(Stored items)
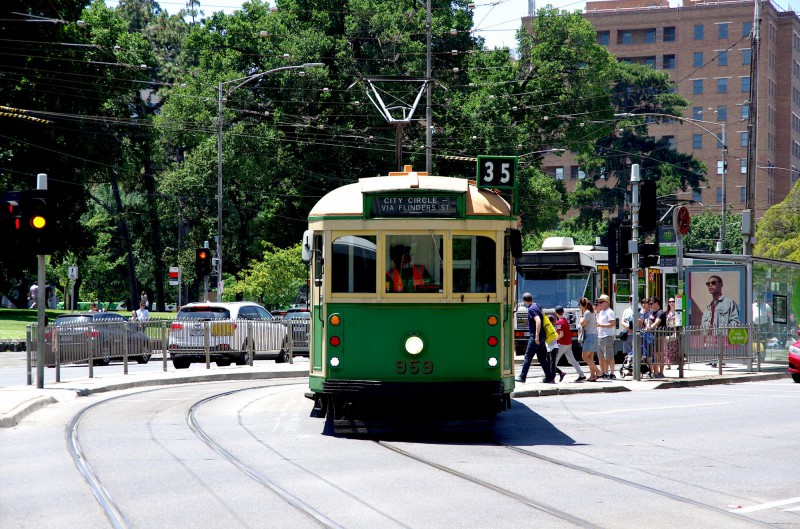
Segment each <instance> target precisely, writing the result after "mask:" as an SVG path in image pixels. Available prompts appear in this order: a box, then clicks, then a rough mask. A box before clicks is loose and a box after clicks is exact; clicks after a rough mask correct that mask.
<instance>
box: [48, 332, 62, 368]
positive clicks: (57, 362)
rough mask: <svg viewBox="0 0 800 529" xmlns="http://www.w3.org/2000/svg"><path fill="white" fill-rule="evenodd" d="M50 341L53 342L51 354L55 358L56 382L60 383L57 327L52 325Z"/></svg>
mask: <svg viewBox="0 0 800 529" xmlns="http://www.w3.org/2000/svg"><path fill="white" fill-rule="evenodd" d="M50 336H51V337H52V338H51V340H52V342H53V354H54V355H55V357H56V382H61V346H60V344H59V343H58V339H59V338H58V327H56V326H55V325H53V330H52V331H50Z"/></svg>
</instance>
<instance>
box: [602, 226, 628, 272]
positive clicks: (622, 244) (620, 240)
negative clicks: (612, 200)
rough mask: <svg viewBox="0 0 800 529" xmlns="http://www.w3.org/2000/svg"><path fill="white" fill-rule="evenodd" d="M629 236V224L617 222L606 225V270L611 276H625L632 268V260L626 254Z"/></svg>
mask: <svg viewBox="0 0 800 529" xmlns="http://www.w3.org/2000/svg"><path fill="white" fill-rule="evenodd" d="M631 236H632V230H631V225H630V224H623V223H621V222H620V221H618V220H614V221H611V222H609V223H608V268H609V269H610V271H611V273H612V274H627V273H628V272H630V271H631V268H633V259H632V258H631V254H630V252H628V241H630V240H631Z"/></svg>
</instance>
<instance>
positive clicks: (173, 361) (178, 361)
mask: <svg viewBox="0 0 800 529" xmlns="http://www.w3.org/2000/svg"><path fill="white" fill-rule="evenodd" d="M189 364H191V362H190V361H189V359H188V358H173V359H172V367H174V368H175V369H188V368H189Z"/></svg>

What you have to do
Transcribe the entries word for word, without their pictures.

Written answer
Segment each <instance> target precisely, writing the result after "mask:" as an SVG path in image pixels. Available prompts appear in this order: a box, then clicks, then a rough mask. A box before clicks is loose and a box after clicks is exact; clicks after a rough mask correct that mask.
<instance>
box: [48, 332, 62, 368]
positive clicks: (57, 362)
rough mask: <svg viewBox="0 0 800 529" xmlns="http://www.w3.org/2000/svg"><path fill="white" fill-rule="evenodd" d="M50 341L53 342L51 354L55 358L56 382L60 383L57 327L52 325Z"/></svg>
mask: <svg viewBox="0 0 800 529" xmlns="http://www.w3.org/2000/svg"><path fill="white" fill-rule="evenodd" d="M50 336H51V337H52V338H51V340H52V342H53V354H54V355H55V357H56V382H61V346H60V344H59V343H58V339H59V338H58V327H56V326H55V325H53V330H52V331H50Z"/></svg>
</instance>
<instance>
box: [602, 226, 628, 272]
positive clicks: (622, 244) (620, 240)
negative clicks: (612, 200)
rough mask: <svg viewBox="0 0 800 529" xmlns="http://www.w3.org/2000/svg"><path fill="white" fill-rule="evenodd" d="M629 236V224L617 222L606 225V270L611 276H625L632 268V260L626 254Z"/></svg>
mask: <svg viewBox="0 0 800 529" xmlns="http://www.w3.org/2000/svg"><path fill="white" fill-rule="evenodd" d="M631 236H632V230H631V225H630V224H623V223H621V222H620V221H618V220H614V221H611V222H609V223H608V268H609V269H610V271H611V273H612V274H627V273H628V272H630V271H631V268H633V259H632V258H631V254H630V252H628V241H630V240H631Z"/></svg>
</instance>
<instance>
positive clicks: (173, 361) (178, 361)
mask: <svg viewBox="0 0 800 529" xmlns="http://www.w3.org/2000/svg"><path fill="white" fill-rule="evenodd" d="M189 364H191V362H190V361H189V359H188V358H173V359H172V367H174V368H175V369H188V368H189Z"/></svg>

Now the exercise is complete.